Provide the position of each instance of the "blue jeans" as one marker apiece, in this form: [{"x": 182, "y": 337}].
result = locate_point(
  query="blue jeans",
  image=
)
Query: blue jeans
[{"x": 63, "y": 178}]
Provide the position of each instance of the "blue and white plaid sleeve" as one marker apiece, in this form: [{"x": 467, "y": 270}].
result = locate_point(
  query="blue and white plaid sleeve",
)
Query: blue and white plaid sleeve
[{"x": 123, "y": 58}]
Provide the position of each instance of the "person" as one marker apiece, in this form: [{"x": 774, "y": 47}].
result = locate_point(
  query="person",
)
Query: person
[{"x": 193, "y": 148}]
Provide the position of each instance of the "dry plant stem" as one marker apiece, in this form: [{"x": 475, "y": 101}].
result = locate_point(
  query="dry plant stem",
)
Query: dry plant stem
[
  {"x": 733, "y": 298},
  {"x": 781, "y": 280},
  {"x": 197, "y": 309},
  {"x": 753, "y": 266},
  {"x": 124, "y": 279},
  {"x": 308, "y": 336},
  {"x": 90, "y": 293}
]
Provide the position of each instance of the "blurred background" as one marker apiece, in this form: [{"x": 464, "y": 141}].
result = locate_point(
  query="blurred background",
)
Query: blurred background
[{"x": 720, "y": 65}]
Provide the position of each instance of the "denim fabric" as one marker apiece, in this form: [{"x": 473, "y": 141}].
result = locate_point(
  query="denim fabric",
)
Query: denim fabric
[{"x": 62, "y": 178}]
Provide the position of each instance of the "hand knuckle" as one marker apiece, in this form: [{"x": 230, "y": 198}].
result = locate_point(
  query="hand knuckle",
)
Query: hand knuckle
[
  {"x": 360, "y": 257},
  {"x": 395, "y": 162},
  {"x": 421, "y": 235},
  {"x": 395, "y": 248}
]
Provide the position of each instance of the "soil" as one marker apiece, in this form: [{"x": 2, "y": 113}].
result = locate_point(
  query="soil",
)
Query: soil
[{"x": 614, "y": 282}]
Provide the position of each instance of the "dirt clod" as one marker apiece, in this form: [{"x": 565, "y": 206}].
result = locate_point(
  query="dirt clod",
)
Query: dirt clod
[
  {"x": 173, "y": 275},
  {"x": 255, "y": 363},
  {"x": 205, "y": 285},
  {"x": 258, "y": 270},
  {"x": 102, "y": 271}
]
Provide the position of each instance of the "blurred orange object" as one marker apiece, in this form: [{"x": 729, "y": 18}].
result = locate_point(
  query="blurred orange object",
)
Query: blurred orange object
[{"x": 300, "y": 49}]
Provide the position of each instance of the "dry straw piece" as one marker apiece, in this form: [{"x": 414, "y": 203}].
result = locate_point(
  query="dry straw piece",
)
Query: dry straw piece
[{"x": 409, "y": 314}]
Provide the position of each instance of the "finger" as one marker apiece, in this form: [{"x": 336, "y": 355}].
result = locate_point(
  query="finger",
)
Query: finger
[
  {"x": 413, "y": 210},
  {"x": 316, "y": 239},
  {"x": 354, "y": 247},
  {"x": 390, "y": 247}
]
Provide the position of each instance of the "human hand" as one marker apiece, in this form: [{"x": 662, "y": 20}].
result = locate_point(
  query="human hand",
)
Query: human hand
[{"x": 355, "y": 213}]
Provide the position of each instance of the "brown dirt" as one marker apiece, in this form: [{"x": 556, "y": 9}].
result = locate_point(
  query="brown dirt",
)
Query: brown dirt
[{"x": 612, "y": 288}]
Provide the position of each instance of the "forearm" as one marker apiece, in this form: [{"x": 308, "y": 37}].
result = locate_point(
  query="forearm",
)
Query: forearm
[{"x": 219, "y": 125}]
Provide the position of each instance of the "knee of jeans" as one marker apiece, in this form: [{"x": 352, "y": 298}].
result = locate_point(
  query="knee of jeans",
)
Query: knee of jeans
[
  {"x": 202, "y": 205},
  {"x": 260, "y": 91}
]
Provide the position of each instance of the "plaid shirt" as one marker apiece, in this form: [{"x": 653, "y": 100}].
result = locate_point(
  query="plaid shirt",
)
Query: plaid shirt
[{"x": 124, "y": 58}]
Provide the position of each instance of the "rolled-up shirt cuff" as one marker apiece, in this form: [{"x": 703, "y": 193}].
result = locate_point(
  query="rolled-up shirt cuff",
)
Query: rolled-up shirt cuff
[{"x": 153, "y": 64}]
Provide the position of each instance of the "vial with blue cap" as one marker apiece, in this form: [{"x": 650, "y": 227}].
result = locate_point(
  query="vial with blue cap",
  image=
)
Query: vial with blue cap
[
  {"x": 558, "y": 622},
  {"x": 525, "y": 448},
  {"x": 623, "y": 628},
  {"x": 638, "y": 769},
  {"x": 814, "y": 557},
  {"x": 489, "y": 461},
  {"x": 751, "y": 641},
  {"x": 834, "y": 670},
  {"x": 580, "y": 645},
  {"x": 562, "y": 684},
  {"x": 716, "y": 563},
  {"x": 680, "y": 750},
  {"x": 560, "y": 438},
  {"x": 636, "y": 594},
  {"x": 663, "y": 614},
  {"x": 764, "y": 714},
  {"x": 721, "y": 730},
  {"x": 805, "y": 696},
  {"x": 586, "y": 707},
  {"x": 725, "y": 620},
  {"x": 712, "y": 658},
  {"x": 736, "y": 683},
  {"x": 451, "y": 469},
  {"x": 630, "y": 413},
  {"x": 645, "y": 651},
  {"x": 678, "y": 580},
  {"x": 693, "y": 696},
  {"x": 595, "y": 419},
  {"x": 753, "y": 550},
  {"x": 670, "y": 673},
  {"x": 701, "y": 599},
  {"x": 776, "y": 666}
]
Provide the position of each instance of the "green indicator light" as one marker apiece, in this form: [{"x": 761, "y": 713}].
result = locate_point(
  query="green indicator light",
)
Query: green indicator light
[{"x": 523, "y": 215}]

═══

◆ **EXERCISE PROMPT**
Repeat each entry above exactly as it appears.

◆ **ANSWER AREA**
Provide the position of each instance of the "blue jeans" as one marker apiece, in this form: [{"x": 182, "y": 337}].
result = locate_point(
  query="blue jeans",
  image=
)
Query: blue jeans
[{"x": 63, "y": 178}]
Provide the position of each instance of the "blue and white plaid sleeve" as one marker apiece, in this form: [{"x": 467, "y": 270}].
result = locate_point(
  query="blue and white plaid sleeve",
)
Query: blue and white plaid sleeve
[{"x": 123, "y": 58}]
Provide the position of each instance of the "person" as one marker apiece, in this form: [{"x": 774, "y": 47}].
result = locate_point(
  query="person",
)
Query: person
[{"x": 193, "y": 148}]
Provide the position of each instance of the "dry plant stem" as one marker apiece, in this form: [{"x": 475, "y": 101}].
result = locate_point(
  query="dry plant stem",
)
Query: dry plant stem
[
  {"x": 733, "y": 298},
  {"x": 781, "y": 280},
  {"x": 197, "y": 309},
  {"x": 753, "y": 266},
  {"x": 124, "y": 279},
  {"x": 308, "y": 336},
  {"x": 90, "y": 293}
]
Provide the position of each instance of the "blurred background" as one marker apiece, in this form: [{"x": 464, "y": 141}].
result = locate_point(
  query="blurred background",
)
Query: blurred background
[{"x": 720, "y": 65}]
Provide the position of each instance of the "denim fabric" as one marker apiece, in this form: [{"x": 473, "y": 141}].
result = locate_point(
  query="denim fabric",
)
Query: denim fabric
[{"x": 62, "y": 178}]
Provide the position of each instance of the "hand knuckle" as one marker apiece, in this form: [{"x": 230, "y": 198}].
result = locate_point(
  query="hand knuckle",
)
Query: hand knuckle
[
  {"x": 360, "y": 257},
  {"x": 395, "y": 162},
  {"x": 421, "y": 235},
  {"x": 395, "y": 248}
]
Provide the position of each instance of the "soil" as one marker apiece, in this form: [{"x": 2, "y": 113}].
result = locate_point(
  query="soil",
)
Query: soil
[{"x": 614, "y": 282}]
Provide the position of each instance of the "dirt clod" as one marker apiece, in this form: [{"x": 565, "y": 206}].
result = locate_point(
  query="dirt clod",
)
Query: dirt clod
[
  {"x": 173, "y": 275},
  {"x": 255, "y": 363},
  {"x": 205, "y": 285},
  {"x": 258, "y": 270},
  {"x": 102, "y": 271}
]
Provide the position of each instance of the "blurred orange object" as one marker apiece, in this form: [{"x": 729, "y": 18}].
result = locate_point(
  query="blurred orange object",
)
Query: blurred orange object
[{"x": 300, "y": 49}]
Provide the position of each instance of the "dry straw piece" as one marker apiece, in this form: [{"x": 414, "y": 203}].
result = locate_point(
  query="dry straw piece",
)
Query: dry straw piece
[{"x": 409, "y": 314}]
Provide the position of each instance of the "finger" as one marker apiece, in this form: [{"x": 336, "y": 355}].
result = locate_point(
  query="finger",
)
Query: finger
[
  {"x": 413, "y": 210},
  {"x": 316, "y": 239},
  {"x": 354, "y": 247},
  {"x": 390, "y": 247}
]
Provide the position of each instance of the "human hand" as one marker apiece, in this form: [{"x": 662, "y": 20}].
result = locate_point(
  query="human hand",
)
Query: human hand
[{"x": 355, "y": 213}]
Provide the position of each instance of the "brown dirt" as one marker apiece, in this form: [{"x": 556, "y": 9}].
result = locate_point(
  query="brown dirt",
)
Query: brown dirt
[{"x": 612, "y": 288}]
Provide the position of each instance of the "forearm" as one marker apiece, in this form: [{"x": 308, "y": 37}].
result = locate_point(
  query="forearm",
)
Query: forearm
[{"x": 219, "y": 125}]
Provide the position of each instance of the "knee of jeans" as one marker apiece, in this form: [{"x": 352, "y": 298}].
result = locate_point(
  query="knee of jeans",
)
Query: knee of jeans
[
  {"x": 202, "y": 205},
  {"x": 260, "y": 91}
]
Provide the position of each instance of the "plaid shirt" as one marker apiece, in this form: [{"x": 653, "y": 100}].
result = locate_point(
  query="plaid shirt",
)
Query: plaid shirt
[{"x": 124, "y": 58}]
Provide the position of each instance of the "rolled-up shirt cuff" as one marker apiece, in this form: [{"x": 703, "y": 193}].
result = locate_point(
  query="rolled-up shirt cuff",
)
Query: rolled-up shirt cuff
[{"x": 153, "y": 64}]
Provide the position of each instance of the "vial with blue cap" as one marker apiece, in this form: [{"x": 650, "y": 227}].
result = locate_point(
  query="vial with blue cap",
  image=
)
Query: vial with blue cap
[
  {"x": 558, "y": 622},
  {"x": 525, "y": 448},
  {"x": 623, "y": 628},
  {"x": 638, "y": 769},
  {"x": 814, "y": 557},
  {"x": 489, "y": 461},
  {"x": 751, "y": 641},
  {"x": 834, "y": 670},
  {"x": 580, "y": 645},
  {"x": 562, "y": 684},
  {"x": 716, "y": 563},
  {"x": 680, "y": 750},
  {"x": 560, "y": 438},
  {"x": 636, "y": 594},
  {"x": 663, "y": 614},
  {"x": 764, "y": 714},
  {"x": 721, "y": 730},
  {"x": 805, "y": 696},
  {"x": 586, "y": 707},
  {"x": 725, "y": 620},
  {"x": 712, "y": 658},
  {"x": 736, "y": 683},
  {"x": 451, "y": 469},
  {"x": 630, "y": 413},
  {"x": 645, "y": 651},
  {"x": 678, "y": 580},
  {"x": 693, "y": 696},
  {"x": 595, "y": 419},
  {"x": 753, "y": 550},
  {"x": 670, "y": 673},
  {"x": 701, "y": 599},
  {"x": 776, "y": 666}
]
Provide the position of each instance of the "green indicator light" as one marker apiece, in this form: [{"x": 761, "y": 713}].
result = locate_point(
  query="green indicator light",
)
Query: green indicator light
[{"x": 523, "y": 215}]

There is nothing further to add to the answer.